• STORED RECORDS
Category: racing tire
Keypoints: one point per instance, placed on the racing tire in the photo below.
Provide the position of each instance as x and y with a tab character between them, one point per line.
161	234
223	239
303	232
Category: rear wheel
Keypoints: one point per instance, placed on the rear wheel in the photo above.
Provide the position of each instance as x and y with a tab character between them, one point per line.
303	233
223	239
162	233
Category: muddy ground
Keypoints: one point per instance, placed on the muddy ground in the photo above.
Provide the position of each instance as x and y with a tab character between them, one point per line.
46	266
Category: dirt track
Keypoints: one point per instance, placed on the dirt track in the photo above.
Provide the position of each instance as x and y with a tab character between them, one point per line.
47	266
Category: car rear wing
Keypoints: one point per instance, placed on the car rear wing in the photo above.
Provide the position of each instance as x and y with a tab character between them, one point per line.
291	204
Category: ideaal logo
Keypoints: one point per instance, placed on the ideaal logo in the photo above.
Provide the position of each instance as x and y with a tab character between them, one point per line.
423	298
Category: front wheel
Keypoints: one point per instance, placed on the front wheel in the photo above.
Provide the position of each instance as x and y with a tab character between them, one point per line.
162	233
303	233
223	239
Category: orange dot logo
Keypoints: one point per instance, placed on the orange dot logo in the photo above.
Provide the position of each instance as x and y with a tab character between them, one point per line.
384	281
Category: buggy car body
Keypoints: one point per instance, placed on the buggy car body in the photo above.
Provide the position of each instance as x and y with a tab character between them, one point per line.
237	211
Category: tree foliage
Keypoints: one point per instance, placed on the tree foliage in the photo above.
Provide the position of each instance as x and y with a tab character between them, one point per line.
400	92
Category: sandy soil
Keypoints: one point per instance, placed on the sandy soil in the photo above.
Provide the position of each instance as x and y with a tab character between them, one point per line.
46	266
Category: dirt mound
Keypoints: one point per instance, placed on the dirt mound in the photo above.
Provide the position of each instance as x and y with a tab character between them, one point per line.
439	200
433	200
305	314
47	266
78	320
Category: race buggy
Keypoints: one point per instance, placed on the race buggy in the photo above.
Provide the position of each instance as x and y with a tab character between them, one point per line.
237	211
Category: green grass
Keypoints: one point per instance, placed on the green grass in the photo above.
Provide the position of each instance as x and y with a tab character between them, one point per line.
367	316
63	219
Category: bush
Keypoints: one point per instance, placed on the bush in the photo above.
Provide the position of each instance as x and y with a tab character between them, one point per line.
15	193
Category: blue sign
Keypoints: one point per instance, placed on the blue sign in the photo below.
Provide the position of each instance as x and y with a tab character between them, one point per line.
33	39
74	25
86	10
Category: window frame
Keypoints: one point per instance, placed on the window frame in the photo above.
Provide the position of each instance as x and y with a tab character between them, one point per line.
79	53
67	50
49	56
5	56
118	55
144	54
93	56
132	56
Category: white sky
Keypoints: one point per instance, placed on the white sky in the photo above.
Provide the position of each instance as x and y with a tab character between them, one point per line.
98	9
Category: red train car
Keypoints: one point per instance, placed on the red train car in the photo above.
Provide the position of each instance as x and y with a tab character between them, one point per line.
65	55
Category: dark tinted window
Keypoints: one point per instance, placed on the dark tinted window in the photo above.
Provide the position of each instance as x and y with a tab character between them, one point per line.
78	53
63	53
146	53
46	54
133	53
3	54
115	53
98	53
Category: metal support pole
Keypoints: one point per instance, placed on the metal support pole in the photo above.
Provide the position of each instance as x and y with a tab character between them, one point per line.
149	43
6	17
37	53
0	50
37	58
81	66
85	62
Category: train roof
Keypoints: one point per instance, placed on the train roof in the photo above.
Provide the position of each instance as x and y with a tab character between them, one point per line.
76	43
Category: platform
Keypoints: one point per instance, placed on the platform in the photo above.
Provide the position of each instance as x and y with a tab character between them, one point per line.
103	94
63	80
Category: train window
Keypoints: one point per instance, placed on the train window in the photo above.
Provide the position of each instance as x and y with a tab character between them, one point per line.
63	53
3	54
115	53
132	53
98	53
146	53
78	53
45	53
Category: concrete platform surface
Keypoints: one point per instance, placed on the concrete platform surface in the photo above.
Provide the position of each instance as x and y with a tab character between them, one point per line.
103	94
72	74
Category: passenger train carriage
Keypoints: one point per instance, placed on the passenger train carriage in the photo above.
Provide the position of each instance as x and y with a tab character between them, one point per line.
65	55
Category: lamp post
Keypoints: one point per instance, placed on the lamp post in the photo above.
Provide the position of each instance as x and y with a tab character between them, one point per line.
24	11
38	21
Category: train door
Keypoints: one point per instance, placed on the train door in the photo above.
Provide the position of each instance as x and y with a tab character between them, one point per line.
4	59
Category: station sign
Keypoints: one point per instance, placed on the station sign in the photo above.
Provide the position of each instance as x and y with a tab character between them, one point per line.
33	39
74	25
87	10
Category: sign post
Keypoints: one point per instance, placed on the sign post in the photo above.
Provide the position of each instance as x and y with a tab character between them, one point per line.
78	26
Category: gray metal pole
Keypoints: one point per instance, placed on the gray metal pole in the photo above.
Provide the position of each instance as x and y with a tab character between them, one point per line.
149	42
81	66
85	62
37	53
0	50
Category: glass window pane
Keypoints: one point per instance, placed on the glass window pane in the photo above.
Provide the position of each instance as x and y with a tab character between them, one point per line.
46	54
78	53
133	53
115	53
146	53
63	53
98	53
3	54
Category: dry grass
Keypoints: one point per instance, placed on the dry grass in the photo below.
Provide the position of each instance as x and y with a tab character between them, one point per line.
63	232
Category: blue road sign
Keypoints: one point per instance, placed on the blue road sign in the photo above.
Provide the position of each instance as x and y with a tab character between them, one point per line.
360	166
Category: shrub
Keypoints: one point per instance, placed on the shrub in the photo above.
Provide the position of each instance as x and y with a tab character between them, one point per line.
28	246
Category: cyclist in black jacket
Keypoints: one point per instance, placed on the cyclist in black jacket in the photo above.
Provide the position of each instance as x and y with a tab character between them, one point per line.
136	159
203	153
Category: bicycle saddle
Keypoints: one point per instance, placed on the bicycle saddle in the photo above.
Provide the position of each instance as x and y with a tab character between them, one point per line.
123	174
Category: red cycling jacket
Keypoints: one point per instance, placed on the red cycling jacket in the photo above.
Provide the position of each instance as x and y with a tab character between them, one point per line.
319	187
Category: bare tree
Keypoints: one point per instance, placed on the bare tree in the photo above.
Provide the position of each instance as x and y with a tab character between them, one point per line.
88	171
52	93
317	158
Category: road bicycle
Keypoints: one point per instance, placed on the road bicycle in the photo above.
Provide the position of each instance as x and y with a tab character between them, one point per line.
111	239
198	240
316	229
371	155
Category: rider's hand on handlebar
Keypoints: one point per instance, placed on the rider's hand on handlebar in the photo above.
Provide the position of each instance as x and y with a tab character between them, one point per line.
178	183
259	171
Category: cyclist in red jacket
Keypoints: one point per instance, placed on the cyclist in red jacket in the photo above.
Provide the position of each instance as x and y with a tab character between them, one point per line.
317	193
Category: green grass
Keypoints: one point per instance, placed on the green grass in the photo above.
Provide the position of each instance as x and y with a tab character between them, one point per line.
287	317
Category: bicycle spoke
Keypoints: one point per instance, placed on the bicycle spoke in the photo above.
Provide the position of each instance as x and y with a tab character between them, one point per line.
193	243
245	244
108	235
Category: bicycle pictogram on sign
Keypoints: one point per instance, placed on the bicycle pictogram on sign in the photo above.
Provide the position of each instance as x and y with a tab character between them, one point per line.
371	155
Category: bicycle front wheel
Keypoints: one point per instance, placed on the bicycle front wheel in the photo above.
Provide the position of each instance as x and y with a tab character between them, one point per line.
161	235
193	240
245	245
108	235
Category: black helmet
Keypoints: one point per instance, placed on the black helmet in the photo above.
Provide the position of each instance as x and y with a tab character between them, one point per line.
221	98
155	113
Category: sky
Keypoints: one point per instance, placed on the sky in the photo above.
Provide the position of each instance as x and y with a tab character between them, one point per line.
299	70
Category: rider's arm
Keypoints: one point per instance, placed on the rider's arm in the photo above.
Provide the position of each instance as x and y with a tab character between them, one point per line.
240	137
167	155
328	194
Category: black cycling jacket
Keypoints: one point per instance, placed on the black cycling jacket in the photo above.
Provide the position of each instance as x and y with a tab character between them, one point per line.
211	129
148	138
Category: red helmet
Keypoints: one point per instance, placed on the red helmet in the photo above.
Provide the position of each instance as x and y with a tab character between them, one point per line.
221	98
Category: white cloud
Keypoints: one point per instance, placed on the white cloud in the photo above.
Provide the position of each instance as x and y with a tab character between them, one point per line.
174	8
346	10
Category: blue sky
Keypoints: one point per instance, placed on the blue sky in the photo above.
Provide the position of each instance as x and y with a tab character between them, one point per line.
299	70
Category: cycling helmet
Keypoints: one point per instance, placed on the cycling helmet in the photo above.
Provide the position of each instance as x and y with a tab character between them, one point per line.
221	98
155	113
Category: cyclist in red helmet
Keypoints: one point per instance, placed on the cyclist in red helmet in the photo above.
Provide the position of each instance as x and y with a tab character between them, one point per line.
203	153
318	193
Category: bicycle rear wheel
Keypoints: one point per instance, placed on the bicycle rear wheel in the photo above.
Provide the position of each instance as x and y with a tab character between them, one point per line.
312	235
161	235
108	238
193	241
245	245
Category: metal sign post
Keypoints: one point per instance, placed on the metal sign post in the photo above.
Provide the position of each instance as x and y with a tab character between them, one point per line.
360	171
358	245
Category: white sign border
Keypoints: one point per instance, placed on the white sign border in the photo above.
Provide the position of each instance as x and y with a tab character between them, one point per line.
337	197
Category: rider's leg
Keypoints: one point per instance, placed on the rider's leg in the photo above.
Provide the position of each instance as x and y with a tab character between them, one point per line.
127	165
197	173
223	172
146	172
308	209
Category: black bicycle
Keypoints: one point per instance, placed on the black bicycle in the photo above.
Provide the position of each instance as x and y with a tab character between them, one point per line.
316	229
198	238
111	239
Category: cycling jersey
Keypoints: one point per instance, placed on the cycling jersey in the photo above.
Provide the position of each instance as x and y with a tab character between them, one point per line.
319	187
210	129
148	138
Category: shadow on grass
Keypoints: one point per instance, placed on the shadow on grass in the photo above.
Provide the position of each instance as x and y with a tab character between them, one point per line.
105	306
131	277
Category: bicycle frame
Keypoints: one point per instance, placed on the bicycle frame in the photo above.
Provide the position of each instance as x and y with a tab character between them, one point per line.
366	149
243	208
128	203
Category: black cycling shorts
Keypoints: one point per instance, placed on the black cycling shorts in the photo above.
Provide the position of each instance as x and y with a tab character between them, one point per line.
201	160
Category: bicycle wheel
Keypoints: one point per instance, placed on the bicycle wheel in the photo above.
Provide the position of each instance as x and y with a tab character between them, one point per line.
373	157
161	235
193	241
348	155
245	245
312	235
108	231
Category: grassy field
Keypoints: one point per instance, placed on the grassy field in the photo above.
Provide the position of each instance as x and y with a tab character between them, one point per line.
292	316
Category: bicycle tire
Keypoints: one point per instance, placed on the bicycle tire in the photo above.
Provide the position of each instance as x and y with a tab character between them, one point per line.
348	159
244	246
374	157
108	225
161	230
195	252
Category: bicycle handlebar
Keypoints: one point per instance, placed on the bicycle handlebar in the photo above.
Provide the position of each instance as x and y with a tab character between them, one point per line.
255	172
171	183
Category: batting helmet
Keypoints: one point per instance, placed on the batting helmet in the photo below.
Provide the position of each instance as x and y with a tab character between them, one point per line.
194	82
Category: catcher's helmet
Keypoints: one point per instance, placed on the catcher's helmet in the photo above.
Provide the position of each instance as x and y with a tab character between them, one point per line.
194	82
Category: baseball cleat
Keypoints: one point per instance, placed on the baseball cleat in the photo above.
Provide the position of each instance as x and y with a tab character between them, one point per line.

• WHAT YOU HAVE TO DO
Only the lines from the one containing "Category: batting helmet" to the end of the listing belong in the output, each reproduced exactly.

• RESPONSE TO THIS EXERCISE
Category: batting helmet
Keypoints: one point per instance, placed on the batting helmet in the photo below.
Provide the position of each instance as x and y with a tab character between them, one point per line.
194	82
Category: catcher's helmet
Keypoints: one point per instance, placed on the catcher's helmet in the photo above.
Provide the position of each instance as x and y with a tab character between them, one point per line.
194	82
Category: baseball cleat
Keypoints: one point per instance, placed on the baseball cleat in the photo above.
Provide the position of each instance as x and y with a tab character between them, one point per line.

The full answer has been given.